▸ Consegna
Scrivi il seguito del testo sugli arrangiamenti dei brani, partendo subito dopo la sua ultima frase.

Un chimico: tempo allargato; piano elettrico, contrabbasso, chitarra elettrica; dopo la terza strofa inserto di sedici misure del celebre Canone di Pachelbel eseguite dal quintetto d’archi (O.S.), dopo un’improvvisazione strumentale la tonalità modula alzandosi di un tono e mezzo.
Un ottico: (suite composta di cinque sezioni denominate ‘clienti’) pianoforte e clarinetto, voce con megafono nella seconda strofa e nel finale, riff di ottoni riassegnato a moog+clarino+archi, rielaborazione delle voci dei clienti, improvvisazione ‘free-funk’ del gruppo ‘le sagome’ che si conclude con cluster politonale psichedelico
Il suonatore Jones: il flauto è sostituito dal violino (cfr E.L.Masters, ‘Fiddler Jones’), pianoforte, batteria e basso dalla terza strofa, voce soprano nel finale sostituita dal Theremin, il finale è ripetuto una volta in un crescendo con variazioni armoniche.
Concludono quattro note dal tema di ‘Dormono sulla collina’, nel segno della circolarità.

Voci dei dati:
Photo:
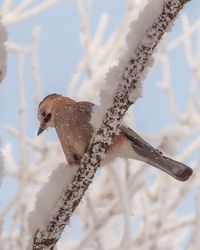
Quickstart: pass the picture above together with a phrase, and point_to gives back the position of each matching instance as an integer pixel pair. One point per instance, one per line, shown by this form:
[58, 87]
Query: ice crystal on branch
[116, 106]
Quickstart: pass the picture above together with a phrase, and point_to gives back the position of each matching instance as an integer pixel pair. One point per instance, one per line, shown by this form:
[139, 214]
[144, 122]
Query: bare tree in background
[123, 209]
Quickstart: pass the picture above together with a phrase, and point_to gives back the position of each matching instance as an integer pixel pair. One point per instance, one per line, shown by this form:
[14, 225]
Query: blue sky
[59, 51]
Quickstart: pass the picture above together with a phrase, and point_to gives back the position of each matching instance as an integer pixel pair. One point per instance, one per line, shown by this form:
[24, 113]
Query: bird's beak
[41, 128]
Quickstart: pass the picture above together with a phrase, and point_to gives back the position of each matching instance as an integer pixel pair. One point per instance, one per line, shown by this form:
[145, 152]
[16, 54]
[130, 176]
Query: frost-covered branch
[124, 84]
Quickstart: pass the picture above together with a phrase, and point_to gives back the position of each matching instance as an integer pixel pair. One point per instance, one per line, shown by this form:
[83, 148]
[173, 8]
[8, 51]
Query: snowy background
[67, 47]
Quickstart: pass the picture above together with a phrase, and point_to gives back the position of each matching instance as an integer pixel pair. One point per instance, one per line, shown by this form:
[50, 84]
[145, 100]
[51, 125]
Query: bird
[71, 120]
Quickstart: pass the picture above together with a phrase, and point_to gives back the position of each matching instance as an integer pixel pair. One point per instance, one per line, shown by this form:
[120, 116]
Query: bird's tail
[154, 157]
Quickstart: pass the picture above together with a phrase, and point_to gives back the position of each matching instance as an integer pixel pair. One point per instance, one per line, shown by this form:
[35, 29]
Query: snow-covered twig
[150, 27]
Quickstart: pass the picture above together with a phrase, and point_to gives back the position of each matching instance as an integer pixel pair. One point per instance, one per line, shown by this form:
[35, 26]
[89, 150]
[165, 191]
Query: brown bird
[71, 121]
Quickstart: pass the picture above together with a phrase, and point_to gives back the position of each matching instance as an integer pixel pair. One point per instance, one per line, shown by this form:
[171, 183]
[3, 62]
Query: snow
[49, 195]
[3, 53]
[123, 87]
[140, 33]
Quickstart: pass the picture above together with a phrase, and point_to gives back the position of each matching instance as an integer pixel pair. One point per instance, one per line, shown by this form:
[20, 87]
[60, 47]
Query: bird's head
[45, 113]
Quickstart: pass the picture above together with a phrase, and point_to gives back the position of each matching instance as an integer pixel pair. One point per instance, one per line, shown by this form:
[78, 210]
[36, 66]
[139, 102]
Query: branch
[145, 34]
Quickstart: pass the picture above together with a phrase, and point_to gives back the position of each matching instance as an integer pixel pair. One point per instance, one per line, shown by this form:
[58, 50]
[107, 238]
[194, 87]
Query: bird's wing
[73, 129]
[154, 157]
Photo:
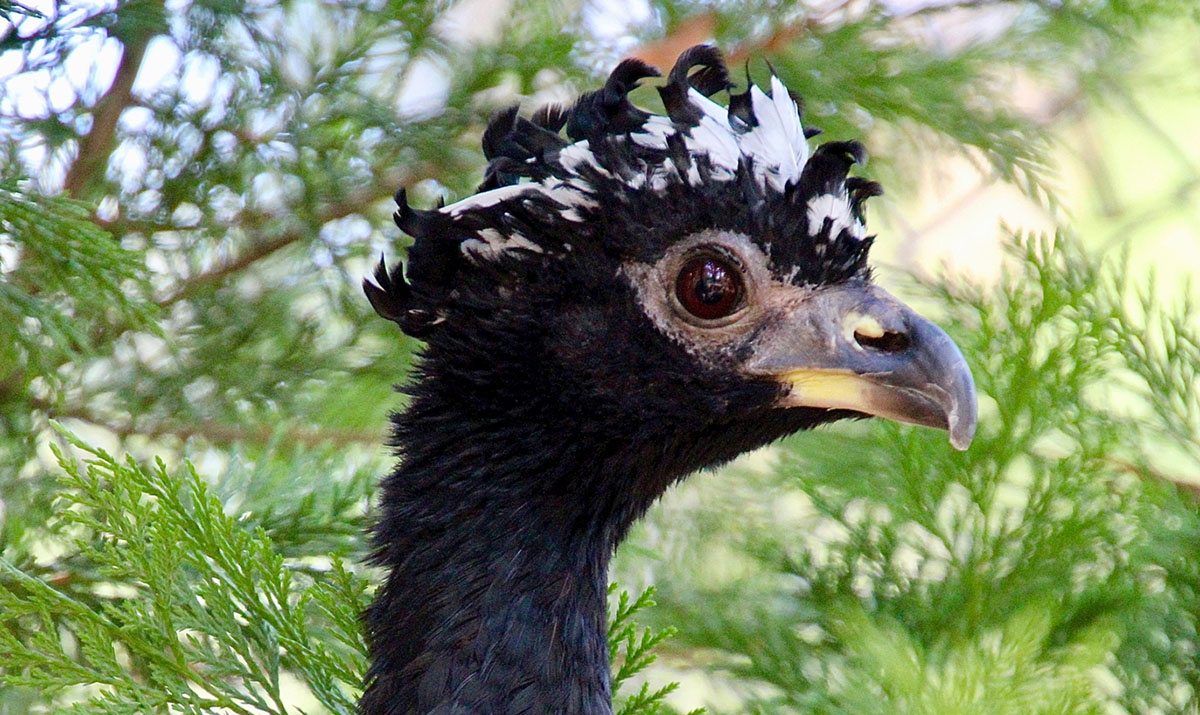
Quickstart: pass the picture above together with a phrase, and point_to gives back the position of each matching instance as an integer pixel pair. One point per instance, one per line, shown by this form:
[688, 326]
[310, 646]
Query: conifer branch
[96, 146]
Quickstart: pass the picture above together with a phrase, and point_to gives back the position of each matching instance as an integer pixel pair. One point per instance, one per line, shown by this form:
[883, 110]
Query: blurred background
[191, 193]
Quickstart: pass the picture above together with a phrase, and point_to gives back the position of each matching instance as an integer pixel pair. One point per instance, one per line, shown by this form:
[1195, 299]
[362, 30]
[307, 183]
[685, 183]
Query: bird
[628, 298]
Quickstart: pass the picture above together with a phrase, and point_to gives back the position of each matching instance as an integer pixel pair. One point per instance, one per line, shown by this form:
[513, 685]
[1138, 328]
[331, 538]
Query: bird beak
[856, 347]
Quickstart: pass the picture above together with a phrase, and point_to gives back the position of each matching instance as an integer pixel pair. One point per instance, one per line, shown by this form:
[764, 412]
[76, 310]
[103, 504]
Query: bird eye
[709, 287]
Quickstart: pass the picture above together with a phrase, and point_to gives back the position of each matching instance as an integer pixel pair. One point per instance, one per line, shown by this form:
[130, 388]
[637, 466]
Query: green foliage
[195, 295]
[197, 612]
[190, 608]
[67, 276]
[631, 653]
[1048, 569]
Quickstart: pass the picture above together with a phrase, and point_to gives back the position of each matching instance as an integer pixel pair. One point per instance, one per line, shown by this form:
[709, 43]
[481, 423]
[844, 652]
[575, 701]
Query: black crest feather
[629, 182]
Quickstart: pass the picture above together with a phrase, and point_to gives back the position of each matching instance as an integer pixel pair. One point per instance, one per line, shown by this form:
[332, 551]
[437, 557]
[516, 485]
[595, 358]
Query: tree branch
[213, 431]
[96, 146]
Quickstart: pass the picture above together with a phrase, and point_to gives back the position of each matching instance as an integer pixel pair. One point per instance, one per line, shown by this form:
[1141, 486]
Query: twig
[214, 431]
[96, 146]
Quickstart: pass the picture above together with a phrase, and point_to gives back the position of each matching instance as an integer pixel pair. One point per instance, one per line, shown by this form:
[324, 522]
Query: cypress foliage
[193, 391]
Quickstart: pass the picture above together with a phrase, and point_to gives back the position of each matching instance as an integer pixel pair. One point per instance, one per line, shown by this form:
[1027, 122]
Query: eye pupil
[709, 288]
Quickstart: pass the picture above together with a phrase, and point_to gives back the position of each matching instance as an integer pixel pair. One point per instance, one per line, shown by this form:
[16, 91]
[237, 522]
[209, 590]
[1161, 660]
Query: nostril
[887, 342]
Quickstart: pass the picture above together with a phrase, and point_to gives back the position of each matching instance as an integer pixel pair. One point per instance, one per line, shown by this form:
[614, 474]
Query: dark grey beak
[856, 347]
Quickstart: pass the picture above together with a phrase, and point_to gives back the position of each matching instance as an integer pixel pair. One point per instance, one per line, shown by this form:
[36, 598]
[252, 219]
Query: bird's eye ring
[709, 287]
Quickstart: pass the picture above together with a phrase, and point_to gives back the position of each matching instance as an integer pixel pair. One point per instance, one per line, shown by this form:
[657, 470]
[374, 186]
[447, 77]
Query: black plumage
[615, 310]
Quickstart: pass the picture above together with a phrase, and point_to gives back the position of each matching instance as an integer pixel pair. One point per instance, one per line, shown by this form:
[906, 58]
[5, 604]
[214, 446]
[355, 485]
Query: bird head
[696, 277]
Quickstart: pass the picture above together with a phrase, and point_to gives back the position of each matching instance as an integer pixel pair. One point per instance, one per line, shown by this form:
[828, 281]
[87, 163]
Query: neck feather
[497, 535]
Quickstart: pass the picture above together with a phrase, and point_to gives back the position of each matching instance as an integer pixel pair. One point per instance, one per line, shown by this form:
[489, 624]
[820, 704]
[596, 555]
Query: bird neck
[497, 533]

▸ Risposta
Mi sono chiesto (supponendo fantasiosamente di esserne in grado): ‘se avessi scritto io oggi questo disco, come avrebbe reagito il mondo moderno?’ Difficilmente qualcuno me l’avrebbe permesso, credo. Comunque avrei incontrato mille ostacoli per pubblicarlo, perchè mi avrebbero detto: “non è commerciale”, “è intellettualoide”, “non arriva alla gente”, “è difficile”, “non ci sono i ‘singoli’”, “non è radiofonico”…
Eppure, forse per merito della grande forza comunicativa che da sempre conservano le canzoni di De Andrè, apprezzate trasversalmente dal pubblico, ho avuto il privilegio di affrontare e portare a termine questo progetto stravagante e paradossalmente inedito; la ri-costruzione di un disco già edito, un album veramente unico e speciale, un vero classico che, proprio perché non mio, potrei quasi considerare il migliore che ho fatto, oops, ri-fatto, volevo dire.